Start of SOURCE DATA
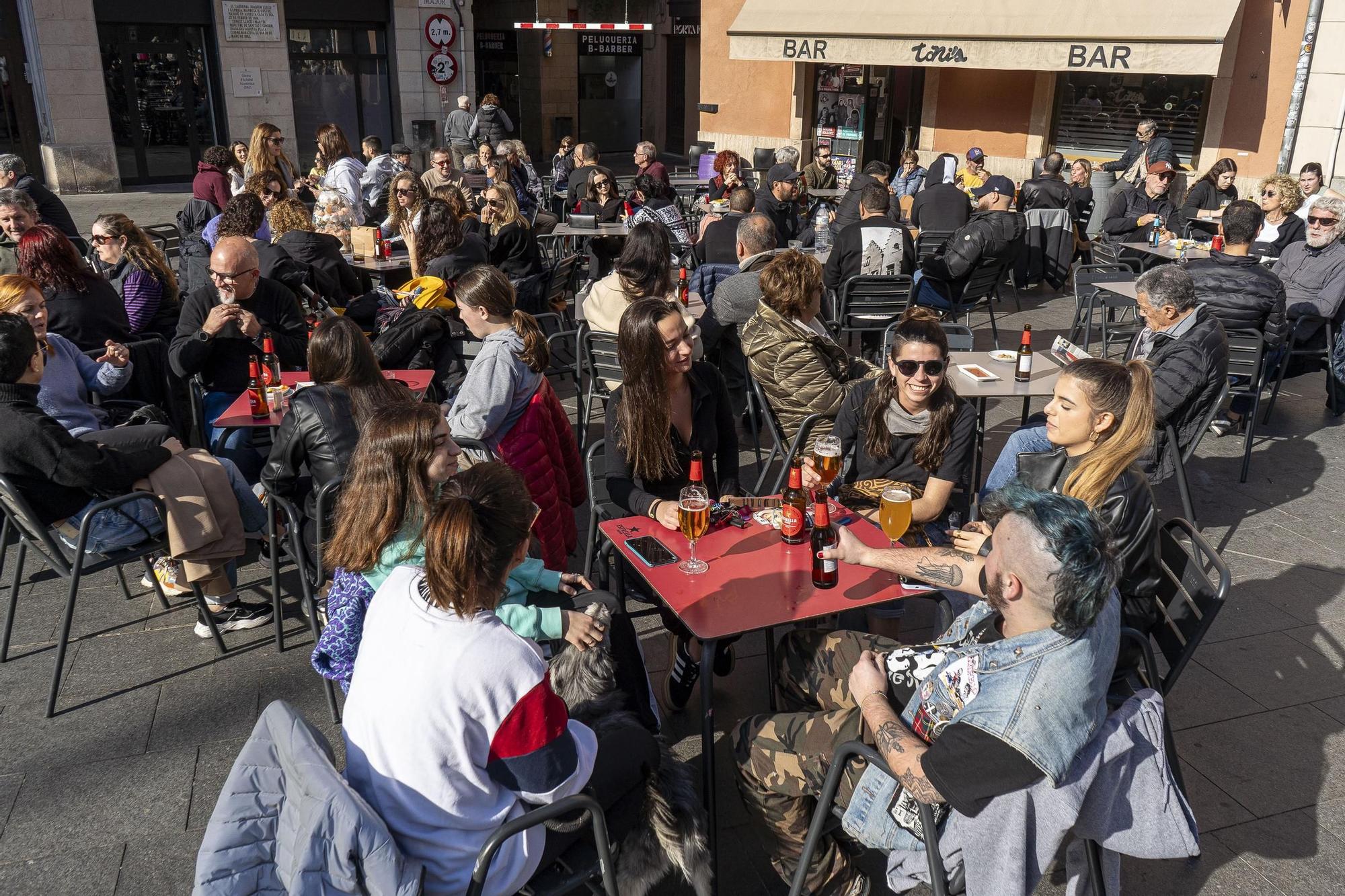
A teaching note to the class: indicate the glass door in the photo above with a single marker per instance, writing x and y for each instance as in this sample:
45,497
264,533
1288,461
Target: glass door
159,97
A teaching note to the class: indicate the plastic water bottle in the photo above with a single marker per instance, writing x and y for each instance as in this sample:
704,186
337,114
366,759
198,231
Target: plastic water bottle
822,229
End of SOURCE DATA
== INSTRUCTIONS TO FOLLOW ==
Exact repetition of all the records is required, with the pictures excluded.

== ANSWER TO THIS EXERCISE ==
A teaching note to the class: indicate the glass door in the photo above with a single marker per instance, writing x and y for each instance as in this sample:
45,497
264,533
1288,461
Target: glass door
159,97
A teaching note to the class: indicate the plastic water bottle in the photo above with a single marker per instance, writing x and y for each instance as in this sample:
704,186
337,114
366,759
198,231
Target: plastic water bottle
822,229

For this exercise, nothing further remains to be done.